À notre avis, ULTRA FRESH décrit clairement, lorsqu'ils sont employés comme prévu, la fonction, l'objet et l'effet des bactériostatiques et des fongistatiquesen liaison avec lesquels ces mots sont employés comme marque de commerce. [Non souligné dans l'original.]

[42]      Dans l'affaire The Drackett Co. of Canada v. American Home Products,[1968] 2 R.C. de l'Éch. 89, le juge Cattanach a refusé l'enregistrement de la marque ONCE-A-WEEK en liaison avec un nettoyant pour plancher au motif qu'elle violait l'interdiction contenue à l'alinéa 12(1)b) de la Loi. Il a déclaré que, face à un nettoyant pour plancher portant un nom comme ONCE-A-WEEK, un consommateur supposerait qu'il suffit d'employer ce produit une fois par semaine et qu'il est efficace pour une telle période de temps, ce qui, à son sens, constituait un attribut ou une propriété qui se rapportait directement à la durabilité ou à l'excellence du produit. Il a statué que le mot « nature » à l'alinéa 12(1)b)doit s'entendre [TRADUCTION] « d'un aspect, d'un trait ou d'une caractéristique du produit » et il a conclu que la marque de commerce projetée impliquait de toute évidence que le produit auquel une telle marque de commerce devait être associée devait être employé chaque semaine, ce qui était une allusion directe à la nature de ce produit.

[43]      Le principe sous-jacent à l'alinéa 12(1)b) de la Loi a fait l'objet d'observations dans de nombreuses décisions dont l'arrêt Channell Limited and another v. M.A. Rombough and another, [1924] R.C.S. 600, dans lequel la Cour suprême du Canada a invalidé l'enregistrement de la marque O'CEDAR employée en liaison avec la vente d'un poli à meuble au motif que cette marque était descriptive, et dans le jugement Great Lakes Hotels v. Nosherry Limited, 56 C.P.R. 165, dans lequel le juge Cattanach a confirmé la validité du mot PENTHOUSE en liaison avec des services de restauration sur place et des services de traiteur à l'extérieur.

——————

TÂCHES À RÉALISER:
1. Récrivez sous forme de liste concise le paragraphe du passage choisi qui commence par « Dans l'affaire The Drackett », en conservant ses faits essentiels.
2. Reprenez le passage choisi sur les marques de commerce descriptives et prolongez-le à partir de sa dernière phrase.

——————

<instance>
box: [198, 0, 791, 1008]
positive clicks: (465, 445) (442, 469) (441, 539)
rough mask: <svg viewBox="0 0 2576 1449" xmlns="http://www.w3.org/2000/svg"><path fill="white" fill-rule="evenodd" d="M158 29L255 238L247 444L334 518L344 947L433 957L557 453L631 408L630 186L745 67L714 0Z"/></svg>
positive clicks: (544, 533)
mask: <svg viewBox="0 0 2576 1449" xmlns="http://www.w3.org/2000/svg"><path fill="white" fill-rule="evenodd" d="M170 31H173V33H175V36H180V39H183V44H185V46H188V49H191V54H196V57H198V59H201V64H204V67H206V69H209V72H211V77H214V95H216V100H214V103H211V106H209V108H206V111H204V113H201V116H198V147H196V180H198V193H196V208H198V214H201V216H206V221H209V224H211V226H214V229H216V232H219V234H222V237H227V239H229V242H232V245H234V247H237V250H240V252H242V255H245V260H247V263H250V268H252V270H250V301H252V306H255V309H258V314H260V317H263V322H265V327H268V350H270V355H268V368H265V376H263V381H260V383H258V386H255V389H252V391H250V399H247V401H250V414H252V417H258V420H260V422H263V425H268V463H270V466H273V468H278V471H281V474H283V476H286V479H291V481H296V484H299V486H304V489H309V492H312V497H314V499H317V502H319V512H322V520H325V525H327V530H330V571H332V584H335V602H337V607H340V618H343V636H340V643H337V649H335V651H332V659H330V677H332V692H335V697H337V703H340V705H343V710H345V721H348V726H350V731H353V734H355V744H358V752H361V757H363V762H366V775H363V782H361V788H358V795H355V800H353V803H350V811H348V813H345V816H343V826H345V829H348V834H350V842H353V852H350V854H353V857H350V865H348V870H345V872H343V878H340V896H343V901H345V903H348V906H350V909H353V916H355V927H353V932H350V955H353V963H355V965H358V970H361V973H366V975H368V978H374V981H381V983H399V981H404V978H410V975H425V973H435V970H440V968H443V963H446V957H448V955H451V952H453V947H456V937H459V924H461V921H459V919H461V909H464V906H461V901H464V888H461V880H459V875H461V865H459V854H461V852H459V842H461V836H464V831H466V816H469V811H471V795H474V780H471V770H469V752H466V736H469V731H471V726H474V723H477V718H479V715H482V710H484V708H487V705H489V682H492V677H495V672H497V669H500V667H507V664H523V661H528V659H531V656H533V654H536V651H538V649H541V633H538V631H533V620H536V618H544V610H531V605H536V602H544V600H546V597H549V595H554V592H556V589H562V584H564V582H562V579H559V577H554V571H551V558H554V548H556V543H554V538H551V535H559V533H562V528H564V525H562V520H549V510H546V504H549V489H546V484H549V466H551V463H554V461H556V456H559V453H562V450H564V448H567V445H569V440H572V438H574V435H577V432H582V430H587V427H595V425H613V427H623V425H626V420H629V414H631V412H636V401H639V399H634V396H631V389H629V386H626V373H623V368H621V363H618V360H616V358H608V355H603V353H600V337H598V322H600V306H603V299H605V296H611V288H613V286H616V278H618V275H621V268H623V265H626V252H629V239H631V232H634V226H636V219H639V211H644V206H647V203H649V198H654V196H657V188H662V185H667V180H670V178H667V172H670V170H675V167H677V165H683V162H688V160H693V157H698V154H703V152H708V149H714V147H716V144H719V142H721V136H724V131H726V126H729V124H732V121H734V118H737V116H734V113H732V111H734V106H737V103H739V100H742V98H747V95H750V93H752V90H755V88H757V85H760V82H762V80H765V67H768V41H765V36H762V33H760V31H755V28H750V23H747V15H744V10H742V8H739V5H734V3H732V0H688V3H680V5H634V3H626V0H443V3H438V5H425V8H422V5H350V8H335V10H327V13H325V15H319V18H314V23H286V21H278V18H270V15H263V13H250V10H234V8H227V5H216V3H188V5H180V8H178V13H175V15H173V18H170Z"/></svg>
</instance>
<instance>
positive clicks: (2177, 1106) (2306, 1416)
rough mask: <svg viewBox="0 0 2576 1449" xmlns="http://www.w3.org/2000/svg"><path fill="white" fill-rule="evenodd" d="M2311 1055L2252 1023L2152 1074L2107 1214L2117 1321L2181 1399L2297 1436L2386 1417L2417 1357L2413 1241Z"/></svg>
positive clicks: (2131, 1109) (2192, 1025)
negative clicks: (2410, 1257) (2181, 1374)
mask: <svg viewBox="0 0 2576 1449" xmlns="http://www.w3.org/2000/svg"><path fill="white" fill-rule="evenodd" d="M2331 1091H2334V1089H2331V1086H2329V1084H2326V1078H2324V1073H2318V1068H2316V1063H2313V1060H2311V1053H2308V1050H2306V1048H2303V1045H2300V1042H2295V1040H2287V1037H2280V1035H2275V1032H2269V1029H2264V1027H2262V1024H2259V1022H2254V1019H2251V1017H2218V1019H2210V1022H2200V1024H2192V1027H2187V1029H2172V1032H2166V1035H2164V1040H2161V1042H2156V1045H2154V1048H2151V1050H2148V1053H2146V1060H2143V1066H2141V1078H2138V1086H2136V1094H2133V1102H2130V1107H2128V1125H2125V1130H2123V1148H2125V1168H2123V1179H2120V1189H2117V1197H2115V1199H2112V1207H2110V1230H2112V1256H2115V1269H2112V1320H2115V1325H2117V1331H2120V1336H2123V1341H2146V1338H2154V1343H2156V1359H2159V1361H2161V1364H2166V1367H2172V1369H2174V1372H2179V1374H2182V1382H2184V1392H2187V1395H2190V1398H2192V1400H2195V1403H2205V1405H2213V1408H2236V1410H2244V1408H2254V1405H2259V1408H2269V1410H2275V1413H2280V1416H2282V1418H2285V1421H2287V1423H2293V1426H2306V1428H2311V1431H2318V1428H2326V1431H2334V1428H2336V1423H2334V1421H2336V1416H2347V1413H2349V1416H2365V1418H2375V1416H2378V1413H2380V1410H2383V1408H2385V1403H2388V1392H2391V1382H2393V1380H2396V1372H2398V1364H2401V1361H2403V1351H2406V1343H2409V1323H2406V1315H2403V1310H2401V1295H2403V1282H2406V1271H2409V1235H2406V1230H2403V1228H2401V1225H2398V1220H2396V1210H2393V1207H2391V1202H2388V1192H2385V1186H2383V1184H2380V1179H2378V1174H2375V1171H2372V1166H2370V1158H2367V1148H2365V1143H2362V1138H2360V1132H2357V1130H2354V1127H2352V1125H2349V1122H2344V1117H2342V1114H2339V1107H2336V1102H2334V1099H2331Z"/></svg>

——————

RÉSULTATS DES TÂCHES:
1.
- Affaire : The Drackett Co. of Canada v. American Home Products, [1968] 2 R.C. de l'Éch. 89.
- Le juge Cattanach a refusé l'enregistrement de la marque ONCE-A-WEEK pour un nettoyant pour plancher, car elle violait l'interdiction de l'alinéa 12(1)b) de la Loi.
- Selon lui, un consommateur supposerait qu'il suffit d'employer le produit une fois par semaine et qu'il reste efficace pendant cette période. Cela se rapporte directement à la durabilité ou à l'excellence du produit.
- Le mot « nature » à l'alinéa 12(1)b) désigne « un aspect, un trait ou une caractéristique du produit ».
- La marque impliquait un emploi hebdomadaire du produit, ce qui était une allusion directe à sa nature.

2.
[44]      La raison pour laquelle le législateur fédéral interdit l'enregistrement de marques clairement descriptives est que l'enregistrement confère au titulaire de l'enregistrement le droit à un usage exclusif. Comme les mots les plus courants de la langue française (ou de la langue anglaise) pourraient être employés comme marques de commerce et comme le lexique d'une langue donnée est un bien qui appartient en commun à tous, le législateur fédéral ne voulait pas qu'une personne acquière un monopole sur l'emploi d'un mot qui évoque la nature ou la qualité du bien visé de manière à empêcher d'autres membres du public d'y recourir à des fins descriptives.



     d)      Application de ces principes au cas qui nous occupe
         (i)      Les marques projetées donnent-elles une description claire des produits en cause ?

[45]      Le point central de la thèse de l'avocat de l'appelante tourne autour de la distinction reconnue qui existe entre les marques qui donnent une description claire des marchandises auxquelles elles sont associées et les marques suggestives, y compris celles qui comportent une allusion indirecte et habile à la nature des marchandises. Il cite à l'appui de sa thèse le jugement GWG Ltd. c. Registraire des marques de commerce, (1981) 55 C.P.R. (2d) 1, dans lequel le juge Cattanach a accueilli l'appel interjeté de la décision par laquelle le registraire des marques de commerce avait refusé d'enregistrer la marque KIDFITTERS en liaison avec des vêtements, à savoir des jeans, des vestes et des jupes, au motif qu'ils constituaient une description claire d'un aspect caractéristique intrinsèque de ces marchandises.

[46]      Si j'ai bien compris ce jugement, le juge Cattanach a estimé que le mot inventé « kidfitters » avait une foule de sens et que la marque de commerce donnerait une description claire des marchandises si elle véhiculait le sens que les marchandises étaient expressément conçues pour les enfants. Il a toutefois estimé que la marque pouvait notamment avoir le sens d' « une personne qui ajuste des vêtements pour enfants » , et qu'il s'agirait là d'un service. Voici les conclusions qu'il a tirées à la page 6 :

D'après moi, dire de la marque de commerce KIDFITTERS employée en liaison avec des jeans, des vestes et des jupes, qui ne sont pas, à moins d'indication contraire, uniquement des vêtements pour enfants, en prenant le sens des deux mots qui composent le mot inventé, qu'elle constitue une description claire de la nature de ces marchandises parce qu'elles sont conçues pour des enfants plutôt qu'elle ne décrit le service rendu par le fabricant revient à faire un exercice de gymnastique intellectuelle.

[47]      Citant et approuvant les propos tenus par lord McNaughton dans l'arrêt Standard Ideal Co. v. Standard Sanitary M.F.G. Co., [1911] A.C. 78, le juge Cattanach a déclaré ce qui suit :

Lorsqu'il existe une référence de ce genre, la marque de commerce ne constitue pas une description claire, puisqu'on peut facilement lui attribuer un autre sens. Lorsqu'il y a une allusion cachée à la nature des marchandises, la marque de commerce est suggestive et ne constitue pas une description claire.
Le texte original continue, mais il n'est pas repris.